[Written exercise]:
Locate the line with "of the cloudy" in the material. Copy that line and each one after it, through the last, exactly and with nothing else.
Start
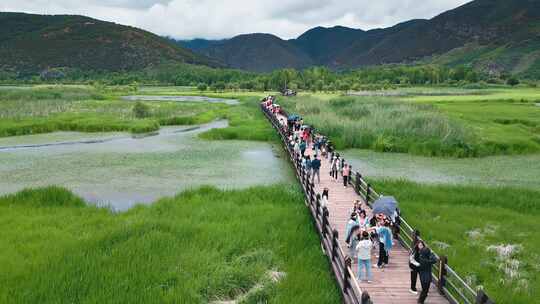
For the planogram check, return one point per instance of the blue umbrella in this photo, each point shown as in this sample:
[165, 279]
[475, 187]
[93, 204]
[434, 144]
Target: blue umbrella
[385, 205]
[293, 117]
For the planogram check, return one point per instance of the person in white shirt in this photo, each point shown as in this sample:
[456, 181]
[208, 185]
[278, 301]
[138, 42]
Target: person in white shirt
[363, 251]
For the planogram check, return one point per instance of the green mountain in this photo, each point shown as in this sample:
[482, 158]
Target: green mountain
[495, 36]
[257, 53]
[33, 43]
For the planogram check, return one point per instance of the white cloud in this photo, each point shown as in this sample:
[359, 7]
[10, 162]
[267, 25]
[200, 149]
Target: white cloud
[221, 19]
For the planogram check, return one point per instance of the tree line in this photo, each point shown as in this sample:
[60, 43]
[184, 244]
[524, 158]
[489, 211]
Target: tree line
[311, 79]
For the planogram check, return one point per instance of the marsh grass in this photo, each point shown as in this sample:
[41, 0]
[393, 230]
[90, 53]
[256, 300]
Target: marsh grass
[386, 125]
[199, 246]
[476, 224]
[86, 109]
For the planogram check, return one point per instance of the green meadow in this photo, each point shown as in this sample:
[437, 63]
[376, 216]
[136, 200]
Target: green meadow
[462, 162]
[490, 234]
[45, 109]
[428, 121]
[197, 247]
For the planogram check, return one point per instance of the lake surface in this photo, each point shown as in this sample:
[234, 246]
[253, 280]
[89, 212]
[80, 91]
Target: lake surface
[515, 170]
[118, 170]
[181, 99]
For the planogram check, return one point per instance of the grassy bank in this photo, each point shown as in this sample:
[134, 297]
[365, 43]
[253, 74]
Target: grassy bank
[490, 235]
[429, 121]
[199, 246]
[385, 124]
[34, 110]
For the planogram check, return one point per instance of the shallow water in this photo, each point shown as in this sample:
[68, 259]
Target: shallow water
[123, 171]
[181, 99]
[516, 170]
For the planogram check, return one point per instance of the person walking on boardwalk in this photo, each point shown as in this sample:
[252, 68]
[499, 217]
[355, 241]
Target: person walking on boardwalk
[308, 166]
[353, 222]
[334, 168]
[385, 243]
[303, 147]
[363, 249]
[316, 167]
[346, 172]
[324, 199]
[426, 260]
[296, 148]
[414, 264]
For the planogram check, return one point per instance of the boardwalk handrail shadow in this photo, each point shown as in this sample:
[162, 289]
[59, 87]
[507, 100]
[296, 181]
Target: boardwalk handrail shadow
[449, 283]
[340, 262]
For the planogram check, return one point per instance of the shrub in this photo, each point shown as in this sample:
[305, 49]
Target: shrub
[512, 81]
[141, 110]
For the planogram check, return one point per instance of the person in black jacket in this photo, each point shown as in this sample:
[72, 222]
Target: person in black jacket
[426, 259]
[413, 264]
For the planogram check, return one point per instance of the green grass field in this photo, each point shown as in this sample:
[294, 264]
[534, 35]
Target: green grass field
[44, 109]
[469, 225]
[428, 121]
[200, 246]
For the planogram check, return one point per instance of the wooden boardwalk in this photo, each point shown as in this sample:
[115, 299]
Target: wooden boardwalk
[391, 284]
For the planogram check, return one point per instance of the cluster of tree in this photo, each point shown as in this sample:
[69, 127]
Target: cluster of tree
[312, 79]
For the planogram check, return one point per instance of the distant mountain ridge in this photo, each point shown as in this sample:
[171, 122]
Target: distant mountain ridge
[490, 35]
[32, 43]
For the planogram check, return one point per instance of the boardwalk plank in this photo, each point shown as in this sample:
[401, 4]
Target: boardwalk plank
[391, 284]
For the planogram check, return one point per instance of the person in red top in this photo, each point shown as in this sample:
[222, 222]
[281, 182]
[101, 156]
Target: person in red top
[346, 173]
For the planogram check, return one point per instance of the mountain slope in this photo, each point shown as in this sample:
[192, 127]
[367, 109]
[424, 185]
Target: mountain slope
[495, 36]
[483, 22]
[323, 44]
[32, 43]
[258, 53]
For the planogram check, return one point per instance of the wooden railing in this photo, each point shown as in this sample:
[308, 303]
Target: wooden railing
[449, 283]
[447, 280]
[340, 263]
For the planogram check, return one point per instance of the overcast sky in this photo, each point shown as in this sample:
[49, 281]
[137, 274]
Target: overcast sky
[213, 19]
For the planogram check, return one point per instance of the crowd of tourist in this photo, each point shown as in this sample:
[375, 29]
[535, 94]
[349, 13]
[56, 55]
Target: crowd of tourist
[365, 233]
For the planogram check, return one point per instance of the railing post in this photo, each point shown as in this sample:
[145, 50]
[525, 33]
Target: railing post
[366, 299]
[415, 237]
[325, 220]
[442, 273]
[368, 192]
[312, 193]
[482, 298]
[317, 205]
[357, 184]
[346, 275]
[335, 244]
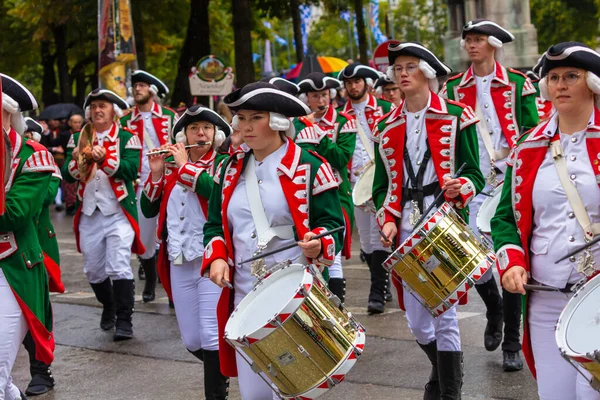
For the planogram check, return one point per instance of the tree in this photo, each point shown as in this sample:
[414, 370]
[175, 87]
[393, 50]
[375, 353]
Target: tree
[195, 46]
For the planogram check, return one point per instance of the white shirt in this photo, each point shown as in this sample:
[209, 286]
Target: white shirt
[556, 231]
[241, 224]
[416, 144]
[185, 224]
[149, 133]
[484, 98]
[360, 157]
[98, 192]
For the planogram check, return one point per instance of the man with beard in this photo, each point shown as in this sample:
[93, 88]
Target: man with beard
[367, 110]
[151, 123]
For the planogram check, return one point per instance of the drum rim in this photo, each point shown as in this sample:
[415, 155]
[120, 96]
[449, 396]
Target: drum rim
[290, 307]
[564, 319]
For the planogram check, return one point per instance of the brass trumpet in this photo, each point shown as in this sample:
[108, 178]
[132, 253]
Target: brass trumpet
[189, 146]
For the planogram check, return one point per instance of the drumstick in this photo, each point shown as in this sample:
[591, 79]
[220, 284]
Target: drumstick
[291, 246]
[439, 196]
[579, 249]
[541, 288]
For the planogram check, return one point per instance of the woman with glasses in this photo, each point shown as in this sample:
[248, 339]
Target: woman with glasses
[537, 223]
[177, 190]
[298, 193]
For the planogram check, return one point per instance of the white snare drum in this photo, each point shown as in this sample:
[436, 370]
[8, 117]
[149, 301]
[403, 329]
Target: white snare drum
[362, 194]
[487, 210]
[295, 335]
[578, 330]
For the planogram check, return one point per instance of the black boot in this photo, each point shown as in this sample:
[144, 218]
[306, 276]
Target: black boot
[495, 316]
[149, 267]
[41, 377]
[450, 373]
[104, 294]
[338, 287]
[388, 289]
[432, 388]
[124, 291]
[216, 386]
[378, 282]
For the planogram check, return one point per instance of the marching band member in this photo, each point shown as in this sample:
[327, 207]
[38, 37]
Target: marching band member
[541, 218]
[179, 196]
[42, 380]
[388, 90]
[105, 225]
[415, 149]
[152, 123]
[367, 109]
[334, 140]
[24, 291]
[504, 101]
[298, 193]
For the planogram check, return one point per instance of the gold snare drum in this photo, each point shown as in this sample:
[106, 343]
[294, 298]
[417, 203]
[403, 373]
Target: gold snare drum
[441, 260]
[294, 334]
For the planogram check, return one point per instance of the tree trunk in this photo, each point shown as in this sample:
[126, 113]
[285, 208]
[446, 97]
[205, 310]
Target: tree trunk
[241, 19]
[49, 96]
[138, 29]
[195, 46]
[297, 24]
[360, 28]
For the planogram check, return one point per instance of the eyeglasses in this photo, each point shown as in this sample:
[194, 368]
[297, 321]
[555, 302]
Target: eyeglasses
[569, 78]
[410, 69]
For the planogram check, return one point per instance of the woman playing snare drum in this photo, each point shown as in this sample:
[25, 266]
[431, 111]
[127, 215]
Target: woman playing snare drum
[298, 194]
[536, 223]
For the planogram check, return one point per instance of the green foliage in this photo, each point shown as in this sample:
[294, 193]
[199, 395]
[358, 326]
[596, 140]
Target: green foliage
[564, 20]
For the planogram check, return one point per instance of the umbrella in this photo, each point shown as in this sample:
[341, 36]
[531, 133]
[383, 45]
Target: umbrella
[59, 111]
[328, 65]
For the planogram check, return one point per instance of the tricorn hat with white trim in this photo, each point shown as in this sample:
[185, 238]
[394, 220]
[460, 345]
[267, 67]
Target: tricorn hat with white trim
[496, 34]
[262, 96]
[283, 84]
[156, 85]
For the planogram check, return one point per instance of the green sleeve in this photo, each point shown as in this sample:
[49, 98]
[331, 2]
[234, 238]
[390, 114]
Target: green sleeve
[504, 226]
[23, 200]
[380, 181]
[529, 114]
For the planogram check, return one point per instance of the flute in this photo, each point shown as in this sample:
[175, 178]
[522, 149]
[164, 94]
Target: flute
[189, 146]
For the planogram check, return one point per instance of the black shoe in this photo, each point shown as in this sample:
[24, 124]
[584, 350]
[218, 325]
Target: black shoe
[337, 286]
[216, 386]
[492, 337]
[141, 272]
[512, 361]
[149, 267]
[104, 294]
[124, 297]
[450, 366]
[432, 388]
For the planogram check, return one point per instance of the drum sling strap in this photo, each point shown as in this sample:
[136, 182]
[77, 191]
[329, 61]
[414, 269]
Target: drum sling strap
[590, 230]
[417, 192]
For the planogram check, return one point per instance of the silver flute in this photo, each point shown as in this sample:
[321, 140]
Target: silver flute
[189, 146]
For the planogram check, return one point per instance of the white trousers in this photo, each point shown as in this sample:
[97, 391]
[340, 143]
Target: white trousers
[425, 328]
[252, 387]
[335, 271]
[195, 298]
[148, 227]
[105, 243]
[474, 207]
[368, 231]
[556, 378]
[12, 332]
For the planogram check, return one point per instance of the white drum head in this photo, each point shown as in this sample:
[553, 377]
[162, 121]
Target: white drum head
[578, 328]
[266, 301]
[487, 210]
[363, 190]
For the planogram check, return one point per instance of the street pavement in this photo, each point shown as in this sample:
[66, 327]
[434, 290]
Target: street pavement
[156, 365]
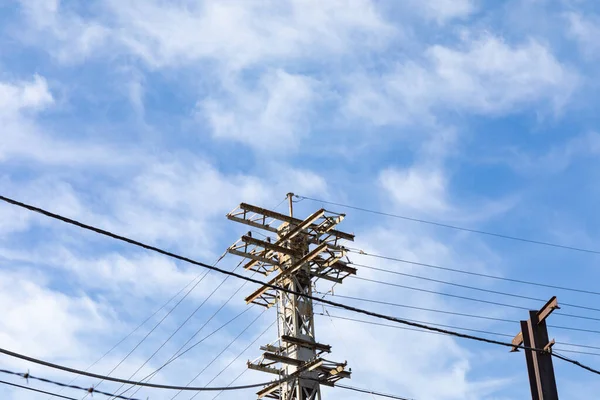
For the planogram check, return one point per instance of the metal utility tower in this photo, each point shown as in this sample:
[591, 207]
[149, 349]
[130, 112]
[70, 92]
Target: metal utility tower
[303, 252]
[534, 334]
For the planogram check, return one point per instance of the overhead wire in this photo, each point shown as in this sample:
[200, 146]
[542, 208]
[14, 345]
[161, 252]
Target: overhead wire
[237, 357]
[473, 287]
[327, 314]
[133, 331]
[222, 352]
[200, 341]
[151, 375]
[37, 390]
[267, 285]
[178, 353]
[27, 376]
[371, 392]
[496, 303]
[388, 303]
[129, 382]
[479, 274]
[189, 317]
[194, 286]
[450, 226]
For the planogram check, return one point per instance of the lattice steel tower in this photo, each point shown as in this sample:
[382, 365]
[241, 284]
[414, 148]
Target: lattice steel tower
[304, 251]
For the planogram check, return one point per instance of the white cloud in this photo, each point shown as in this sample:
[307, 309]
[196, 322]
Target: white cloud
[270, 117]
[235, 33]
[585, 30]
[557, 159]
[443, 11]
[416, 188]
[484, 76]
[241, 33]
[23, 95]
[35, 316]
[21, 102]
[66, 35]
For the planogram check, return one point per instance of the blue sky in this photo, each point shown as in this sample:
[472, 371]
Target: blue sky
[154, 119]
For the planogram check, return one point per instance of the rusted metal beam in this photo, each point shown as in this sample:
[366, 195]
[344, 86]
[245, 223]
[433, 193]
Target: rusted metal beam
[306, 343]
[269, 246]
[547, 309]
[291, 220]
[286, 273]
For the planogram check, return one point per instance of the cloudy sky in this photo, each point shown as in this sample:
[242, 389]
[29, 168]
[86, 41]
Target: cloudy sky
[155, 118]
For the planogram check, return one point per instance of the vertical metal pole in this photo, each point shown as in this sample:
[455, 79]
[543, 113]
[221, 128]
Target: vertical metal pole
[525, 330]
[544, 369]
[291, 203]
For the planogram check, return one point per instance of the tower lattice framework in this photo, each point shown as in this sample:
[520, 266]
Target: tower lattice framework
[303, 252]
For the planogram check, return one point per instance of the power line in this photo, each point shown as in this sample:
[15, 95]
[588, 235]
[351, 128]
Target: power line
[128, 382]
[461, 271]
[221, 353]
[92, 389]
[133, 331]
[38, 390]
[380, 394]
[423, 221]
[388, 303]
[454, 327]
[473, 287]
[180, 354]
[156, 326]
[237, 357]
[189, 317]
[268, 285]
[466, 298]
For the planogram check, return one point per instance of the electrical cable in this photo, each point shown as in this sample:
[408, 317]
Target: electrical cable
[128, 382]
[133, 331]
[371, 392]
[152, 374]
[176, 354]
[499, 235]
[471, 287]
[38, 390]
[267, 285]
[462, 271]
[387, 303]
[158, 324]
[89, 390]
[221, 353]
[326, 314]
[238, 356]
[190, 316]
[466, 298]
End
[Final answer]:
For the planogram check, return one point per instance of the cloudy sky in this photo, each point shown as in this sample:
[242, 389]
[29, 168]
[86, 41]
Target: cloudy sky
[155, 118]
For the planogram check, return one point per instance of the vertical metal pole in this photo, each point shown as in this sample:
[455, 79]
[543, 113]
[221, 128]
Target: vertical metal pole
[525, 330]
[544, 369]
[291, 203]
For the planogram check, return one point per instance of the tower lattice framework in this photo, each point shown as in this sample:
[520, 266]
Target: tower lattice framework
[303, 252]
For the planogram check, return one point per instance of the power line in this photo, each point shown as in this sample:
[15, 95]
[588, 235]
[351, 128]
Target: power line
[128, 382]
[461, 271]
[221, 353]
[92, 389]
[133, 331]
[38, 390]
[380, 394]
[423, 221]
[388, 303]
[454, 327]
[473, 287]
[180, 354]
[156, 326]
[237, 357]
[189, 317]
[268, 285]
[466, 298]
For the planogram check, return one point per instance of the electrical cable in this photo, each point shown as in this sample:
[408, 317]
Target: electrical cable
[128, 382]
[133, 331]
[371, 392]
[152, 374]
[176, 354]
[499, 235]
[471, 287]
[38, 390]
[267, 285]
[462, 271]
[387, 303]
[158, 324]
[89, 390]
[221, 353]
[326, 314]
[238, 356]
[190, 316]
[466, 298]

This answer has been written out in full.